* **Task goal**: Each entry must be printed again without a single change.

* **Dataset entries**:

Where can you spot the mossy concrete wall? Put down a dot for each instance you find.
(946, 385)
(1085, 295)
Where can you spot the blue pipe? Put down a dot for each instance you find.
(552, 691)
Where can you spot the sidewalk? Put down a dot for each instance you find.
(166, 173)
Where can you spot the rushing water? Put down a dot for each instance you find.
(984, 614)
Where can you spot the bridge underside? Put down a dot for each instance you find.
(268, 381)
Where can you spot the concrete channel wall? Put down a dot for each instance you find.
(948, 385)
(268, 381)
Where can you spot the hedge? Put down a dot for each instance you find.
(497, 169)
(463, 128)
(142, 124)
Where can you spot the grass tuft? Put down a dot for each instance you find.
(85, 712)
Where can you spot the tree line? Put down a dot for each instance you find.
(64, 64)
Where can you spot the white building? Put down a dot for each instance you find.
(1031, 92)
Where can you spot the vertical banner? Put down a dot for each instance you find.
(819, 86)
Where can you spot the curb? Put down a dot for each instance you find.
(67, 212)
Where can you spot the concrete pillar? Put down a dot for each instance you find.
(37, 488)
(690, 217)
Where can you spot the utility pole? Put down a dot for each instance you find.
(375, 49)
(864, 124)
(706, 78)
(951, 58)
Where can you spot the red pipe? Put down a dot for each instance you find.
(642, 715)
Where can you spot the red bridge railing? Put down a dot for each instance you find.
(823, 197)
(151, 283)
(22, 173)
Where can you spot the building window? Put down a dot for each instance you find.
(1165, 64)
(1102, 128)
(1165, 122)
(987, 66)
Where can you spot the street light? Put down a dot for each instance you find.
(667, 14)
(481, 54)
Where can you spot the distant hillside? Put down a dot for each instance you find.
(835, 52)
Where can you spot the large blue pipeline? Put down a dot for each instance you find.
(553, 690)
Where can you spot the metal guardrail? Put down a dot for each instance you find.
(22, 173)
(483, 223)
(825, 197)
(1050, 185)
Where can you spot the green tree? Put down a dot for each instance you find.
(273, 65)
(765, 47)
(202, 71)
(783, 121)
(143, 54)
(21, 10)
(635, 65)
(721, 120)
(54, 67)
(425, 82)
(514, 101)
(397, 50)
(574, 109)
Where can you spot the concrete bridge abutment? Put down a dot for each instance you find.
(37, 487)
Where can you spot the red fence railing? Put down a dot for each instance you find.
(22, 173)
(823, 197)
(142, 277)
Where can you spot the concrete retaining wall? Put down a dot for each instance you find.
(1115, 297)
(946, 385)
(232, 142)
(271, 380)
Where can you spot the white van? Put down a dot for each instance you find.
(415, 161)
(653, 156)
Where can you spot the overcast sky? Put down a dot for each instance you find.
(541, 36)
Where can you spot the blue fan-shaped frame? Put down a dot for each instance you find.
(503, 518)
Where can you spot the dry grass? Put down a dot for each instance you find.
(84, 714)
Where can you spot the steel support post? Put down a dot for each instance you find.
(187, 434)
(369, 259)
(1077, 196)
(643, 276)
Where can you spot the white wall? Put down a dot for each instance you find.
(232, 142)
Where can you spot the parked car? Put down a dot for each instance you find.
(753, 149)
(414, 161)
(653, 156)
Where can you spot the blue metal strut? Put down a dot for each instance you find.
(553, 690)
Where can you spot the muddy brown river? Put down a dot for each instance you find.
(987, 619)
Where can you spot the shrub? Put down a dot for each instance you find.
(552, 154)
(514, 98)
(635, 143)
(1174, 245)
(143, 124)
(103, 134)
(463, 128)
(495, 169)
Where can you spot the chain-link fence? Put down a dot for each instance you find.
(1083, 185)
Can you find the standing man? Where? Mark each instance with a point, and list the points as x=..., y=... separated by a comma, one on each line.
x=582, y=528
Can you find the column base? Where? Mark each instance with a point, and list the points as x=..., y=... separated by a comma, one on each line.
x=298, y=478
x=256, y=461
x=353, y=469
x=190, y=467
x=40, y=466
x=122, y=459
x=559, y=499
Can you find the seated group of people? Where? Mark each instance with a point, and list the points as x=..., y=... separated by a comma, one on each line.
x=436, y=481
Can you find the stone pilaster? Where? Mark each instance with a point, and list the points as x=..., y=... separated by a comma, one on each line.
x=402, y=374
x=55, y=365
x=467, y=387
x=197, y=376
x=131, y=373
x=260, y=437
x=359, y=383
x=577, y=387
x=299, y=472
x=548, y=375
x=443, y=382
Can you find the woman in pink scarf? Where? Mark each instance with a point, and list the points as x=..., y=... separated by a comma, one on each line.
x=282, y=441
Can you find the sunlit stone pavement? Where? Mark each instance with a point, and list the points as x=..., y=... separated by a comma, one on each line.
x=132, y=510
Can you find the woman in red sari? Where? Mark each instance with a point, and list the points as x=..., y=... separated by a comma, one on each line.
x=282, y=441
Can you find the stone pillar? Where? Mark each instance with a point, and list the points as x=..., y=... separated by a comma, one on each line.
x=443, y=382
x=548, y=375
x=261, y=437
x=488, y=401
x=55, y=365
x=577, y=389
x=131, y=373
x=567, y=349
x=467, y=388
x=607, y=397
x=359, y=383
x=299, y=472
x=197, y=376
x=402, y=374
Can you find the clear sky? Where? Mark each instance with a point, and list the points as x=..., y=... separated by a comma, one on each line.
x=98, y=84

* **Result**:
Where can you spot the mossy concrete wall? Put down a dot for each instance you find.
(946, 385)
(1085, 295)
Where can you spot the blue pipe? Put down a dot for each instance you find.
(552, 691)
Where can you spot the sidewalk? Put down a dot for each instance you find.
(166, 173)
Where can you spot the rushing water? Put down a dot for each instance you find.
(984, 614)
Where can you spot the bridge underside? Put down a dot for each instance you find.
(268, 381)
Where can you spot the concrete channel wall? Put down a dot for each instance you find.
(948, 385)
(268, 381)
Where can you spot the hedge? Put down a dot for each instance you find.
(497, 169)
(463, 128)
(142, 124)
Where can you spot the grass tuft? Put down a dot for each instance you find.
(85, 712)
Where can you spot the tree line? Put down a dot for each instance you find.
(64, 64)
Where can you spot the white building? Put down a dot for each instance you find.
(1031, 92)
Where can you spot the vertical banner? Put down a dot for each instance you find.
(819, 86)
Where can you spot the curb? Put down a dot for each instance you find.
(67, 212)
Where can you spot the concrete pillar? Put down a dot for each instance you find.
(37, 488)
(690, 217)
Where can you spot the utility pole? Put down a dot for each instance you find.
(375, 49)
(864, 124)
(706, 78)
(951, 58)
Where can you spot the red pipe? Put down a dot for each instance you find.
(642, 715)
Where can you spot the red bridge railing? Put down a dot for each instance you find.
(823, 197)
(151, 283)
(22, 173)
Where can you spot the building window? Put down a dot for each instance you find.
(1165, 64)
(1102, 128)
(1165, 122)
(987, 66)
Where can you spot the street light? Put down a dot for each instance you find.
(667, 14)
(481, 54)
Where can you spot the distant hillside? Put down a dot for each instance you find.
(835, 52)
Where can you spot the large blue pipeline? Put down a dot for each instance you find.
(553, 690)
Where can you spot the metal guardrail? Put down a dot for each instance you find.
(22, 173)
(483, 223)
(825, 197)
(1050, 185)
Where can you spot the green tree? Put down a dot for each instance you find.
(273, 65)
(765, 47)
(202, 71)
(783, 121)
(143, 54)
(21, 10)
(635, 65)
(721, 120)
(54, 67)
(425, 82)
(514, 101)
(397, 50)
(574, 109)
Where can you spot the concrete bridge abutment? Put down a dot for each instance you find.
(37, 487)
Where can you spot the red fence railing? Put down a dot for each instance you find.
(22, 173)
(823, 197)
(142, 277)
Where can you spot the concrete retaining wall? Put down a dot for each instance you find.
(1115, 297)
(946, 385)
(232, 142)
(271, 380)
Where can you spot the white van? Put down a dot for each instance you find.
(415, 161)
(653, 156)
Where can you spot the overcast sky? Put down a dot for each instance you find.
(541, 36)
Where can you spot the blue fan-shaped frame? Put down a dot for each instance you find.
(503, 518)
Where can you spot the dry grass? Put down a dot for each instance you find.
(84, 714)
Where can you spot the steel support post? Put down a dot for each instance you find.
(187, 434)
(369, 259)
(1077, 196)
(643, 276)
Where can you spot the white wall? Put down a dot for each instance you find.
(232, 142)
Where can you spot the parked car? Put down a dot for each instance you find.
(753, 149)
(414, 161)
(653, 156)
Where can you spot the blue metal strut? Put down a dot for each instance you find.
(553, 690)
Where can you spot the muddy brown river? Put down a dot for each instance you find.
(987, 619)
Where can you spot the shrub? Put down a dot for each instance you find.
(552, 154)
(514, 98)
(635, 143)
(1174, 245)
(143, 124)
(103, 134)
(463, 128)
(495, 169)
Where can you spot the chain-link fence? Put down a dot for each instance you find.
(1083, 185)
Can you find the standing man? Where? Mark each instance with a point, and list the points as x=..., y=... separated by a comma, one on each line.
x=582, y=528
Can you find the column base? Where? Mark each instance with a point, and list the points as x=..., y=... separated by a comma, one on each line.
x=298, y=478
x=256, y=461
x=353, y=469
x=190, y=467
x=40, y=466
x=122, y=459
x=559, y=499
Can you find the seated group of people? Where? Mark each instance with a point, and list the points as x=..., y=... separated by a comma, one on each line.
x=436, y=481
Can you find the stone pilaster? Where? Mark each instance with a point, and list the points as x=..., y=... separated by a comma, one on each line.
x=402, y=374
x=55, y=365
x=467, y=387
x=197, y=376
x=131, y=373
x=260, y=437
x=359, y=383
x=577, y=387
x=299, y=472
x=548, y=375
x=443, y=382
Can you find the woman in pink scarf? Where? Mark each instance with a point, and list the points as x=..., y=... separated by a comma, one on each line.
x=282, y=441
Can you find the sunlit stone pavement? Where? Mark each instance with a point, and list the points as x=..., y=... separated by a comma, one on each line.
x=132, y=510
Can you find the woman in red sari? Where? Mark each instance with a point, and list the points as x=..., y=... separated by a comma, one on each line.
x=282, y=441
Can you find the stone pillar? Where? Mark each instance with a point, and list the points as x=..., y=... separated by a comma, one on each line.
x=443, y=382
x=548, y=375
x=261, y=437
x=488, y=401
x=55, y=365
x=577, y=389
x=131, y=373
x=567, y=349
x=467, y=388
x=607, y=397
x=359, y=383
x=299, y=472
x=197, y=376
x=402, y=374
Can you find the clear sky? Where? Mark each instance with a point, and list the points as x=..., y=... separated by a comma, one on each line.
x=98, y=84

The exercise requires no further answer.